Write out every one of the lines below word for word, without changing anything.

-*-*-

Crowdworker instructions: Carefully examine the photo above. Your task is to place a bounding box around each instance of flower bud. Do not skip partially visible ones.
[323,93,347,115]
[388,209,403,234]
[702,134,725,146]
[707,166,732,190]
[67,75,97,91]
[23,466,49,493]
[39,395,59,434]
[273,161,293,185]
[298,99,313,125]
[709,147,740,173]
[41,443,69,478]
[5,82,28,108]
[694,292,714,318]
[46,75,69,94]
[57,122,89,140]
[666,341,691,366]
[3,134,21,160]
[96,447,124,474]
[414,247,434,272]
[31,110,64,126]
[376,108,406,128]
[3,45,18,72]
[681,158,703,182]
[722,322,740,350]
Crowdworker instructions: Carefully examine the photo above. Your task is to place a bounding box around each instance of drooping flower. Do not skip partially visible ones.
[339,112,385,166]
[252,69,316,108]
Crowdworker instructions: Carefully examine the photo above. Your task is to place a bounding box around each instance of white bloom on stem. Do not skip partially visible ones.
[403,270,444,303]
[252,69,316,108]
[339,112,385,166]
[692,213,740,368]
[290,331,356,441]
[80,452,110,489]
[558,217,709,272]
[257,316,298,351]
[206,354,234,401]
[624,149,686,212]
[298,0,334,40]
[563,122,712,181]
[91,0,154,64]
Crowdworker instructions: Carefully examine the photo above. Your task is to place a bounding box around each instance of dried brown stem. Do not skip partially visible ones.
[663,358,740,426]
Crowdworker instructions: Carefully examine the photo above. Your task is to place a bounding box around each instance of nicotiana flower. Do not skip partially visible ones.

-*-*-

Answer for the task
Crowdworker instructions: Carefully examine the photo above. Your task is to place a bounding box around each instance of flower bud. Do not skip partially visible ones.
[323,93,347,115]
[388,209,403,234]
[702,134,725,146]
[707,166,732,190]
[67,75,97,91]
[23,466,49,493]
[39,395,59,434]
[273,161,293,185]
[298,99,313,125]
[709,147,740,173]
[41,443,69,478]
[5,82,28,108]
[694,292,714,318]
[46,75,69,94]
[57,122,89,140]
[666,341,691,366]
[3,134,21,160]
[96,447,124,474]
[414,247,434,272]
[31,110,64,126]
[376,108,406,128]
[3,45,18,72]
[681,158,703,182]
[722,322,740,350]
Crowdworker instructions: Carefully examine the photo above. Your task is to place a bounding box around each instance of drooping flower. Do not skip partially visible ones.
[339,112,385,166]
[252,69,316,108]
Crowdworker instructions: Carefully examine the photo above. Your task is to place a bounding box around each instance of white bloom on stem. Do not skip partially visible ones.
[403,270,444,303]
[252,69,316,108]
[339,112,385,166]
[692,213,740,368]
[290,331,356,441]
[80,452,110,489]
[558,217,709,272]
[257,316,298,351]
[206,354,234,401]
[624,149,686,212]
[298,0,334,40]
[563,122,712,181]
[91,0,154,64]
Crowdworker instructions: Carefully examine the photo above. Your task is to place a bounding box around each instance of dried brown stem. Do not skip partially visible ones.
[663,358,740,426]
Crowdworker instructions: Carefully examine the photo above. Your task is to place a bounding box around each instance of nicotiana flower. Do not skip partially visible ones.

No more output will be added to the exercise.